• [Problem A]: Write out the interview with Rebecca Campbell in full, word for word.

• [Selection]:
______

Please welcome Rebecca Campbell to The Qwillery. “The Other Shore” will be published in GENIUS LOCI: Tales of the Spirit of Place from Ragnarok Publications.
This is the fourth in a series of interviews with many of the authors and the artists involved in GENIUS LOCI. I hope you enjoy meeting them here at The Qwillery as much as I am!
I am a backer of GENIUS LOCI which is edited by Jaym Gates. You may check out the Kickstarter here.
This is the fourth in a series of interviews with many of the authors and the artists involved in GENIUS LOCI. I hope you enjoy meeting them here at The Qwillery as much as I am!
I am a backer of GENIUS LOCI which is edited by Jaym Gates. You may check out the Kickstarter here.
TQ: Welcome to The Qwillery. What are the challenges in writing in the short form as opposed to the novel length? Are you a plotter or a pantser?
Rebecca: Economy. I’m not an economical writer, so short fiction is a necessary discipline for me. I like the sprawl of a novel, but for the last two years I’ve focused on short fiction because I need that discipline.
And I’m absolutely a pantser! If I know too much about where a story is going I lose interest in writing it.
TQ: Who are some of your favorite authors and literary influences?
Rebecca: My favourite authors: Haruki Murakami, George Eliot, Angela Carter, Ursula K LeGuin, Kazuo Ishiguro. I hope they’re influences, but mostly I think I’m just a happy fan of their work.

______

Records
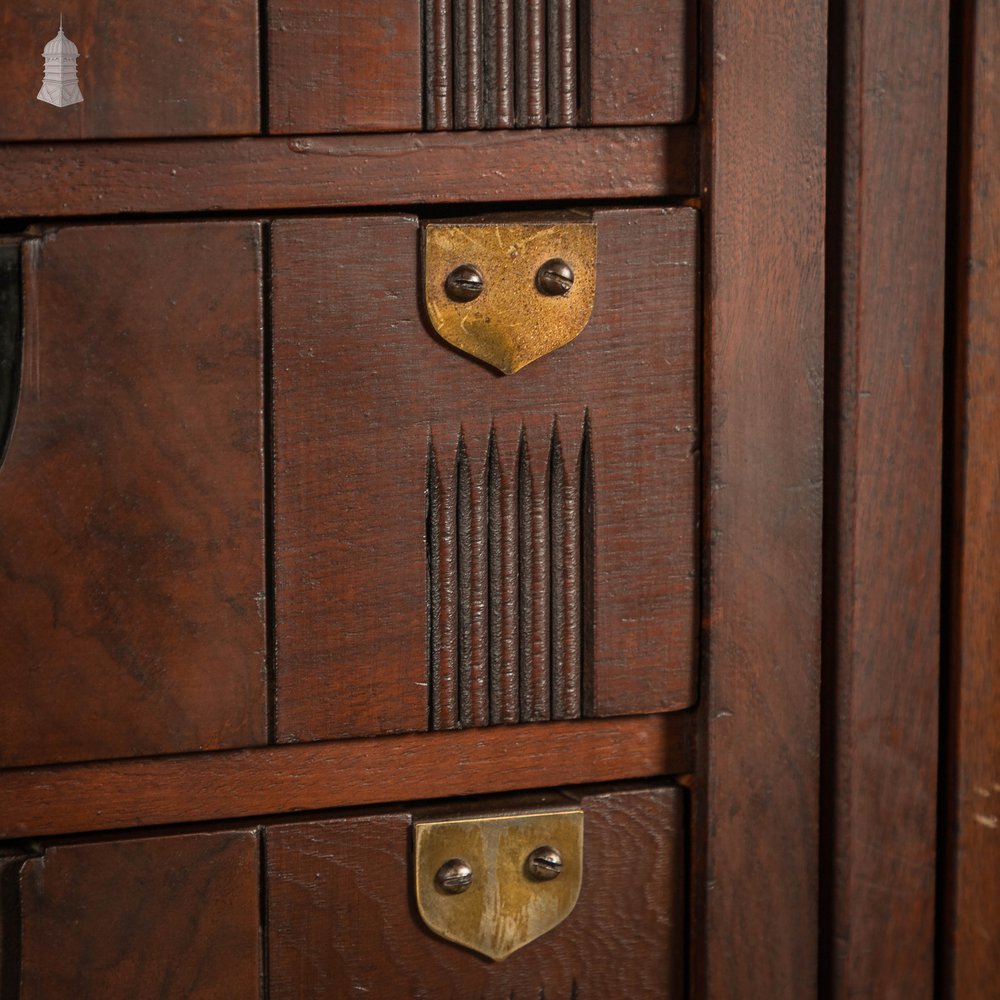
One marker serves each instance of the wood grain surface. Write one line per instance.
(174, 917)
(765, 65)
(361, 386)
(145, 69)
(344, 67)
(345, 171)
(267, 780)
(882, 634)
(971, 931)
(638, 61)
(131, 524)
(341, 919)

______

• [Problem B]: Put every line of the entries above (not the interview) into a Markdown table with the columns "Row" and "Line," numbering each row and skipping blank lines. Leave the pictures out of the table.

• [Solution A]:
Please welcome Rebecca Campbell to The Qwillery. “The Other Shore” will be published in GENIUS LOCI: Tales of the Spirit of Place from Ragnarok Publications.
This is the fourth in a series of interviews with many of the authors and the artists involved in GENIUS LOCI. I hope you enjoy meeting them here at The Qwillery as much as I am!
I am a backer of GENIUS LOCI which is edited by Jaym Gates. You may check out the Kickstarter here.
This is the fourth in a series of interviews with many of the authors and the artists involved in GENIUS LOCI. I hope you enjoy meeting them here at The Qwillery as much as I am!
I am a backer of GENIUS LOCI which is edited by Jaym Gates. You may check out the Kickstarter here.
TQ: Welcome to The Qwillery. What are the challenges in writing in the short form as opposed to the novel length? Are you a plotter or a pantser?
Rebecca: Economy. I’m not an economical writer, so short fiction is a necessary discipline for me. I like the sprawl of a novel, but for the last two years I’ve focused on short fiction because I need that discipline.
And I’m absolutely a pantser! If I know too much about where a story is going I lose interest in writing it.
TQ: Who are some of your favorite authors and literary influences?
Rebecca: My favourite authors: Haruki Murakami, George Eliot, Angela Carter, Ursula K LeGuin, Kazuo Ishiguro. I hope they’re influences, but mostly I think I’m just a happy fan of their work.

• [Solution B]:
| Row | Line |
|---|---|
| 1 | One marker serves each instance of the wood grain surface. Write one line per instance. |
| 2 | (174, 917) |
| 3 | (765, 65) |
| 4 | (361, 386) |
| 5 | (145, 69) |
| 6 | (344, 67) |
| 7 | (345, 171) |
| 8 | (267, 780) |
| 9 | (882, 634) |
| 10 | (971, 931) |
| 11 | (638, 61) |
| 12 | (131, 524) |
| 13 | (341, 919) |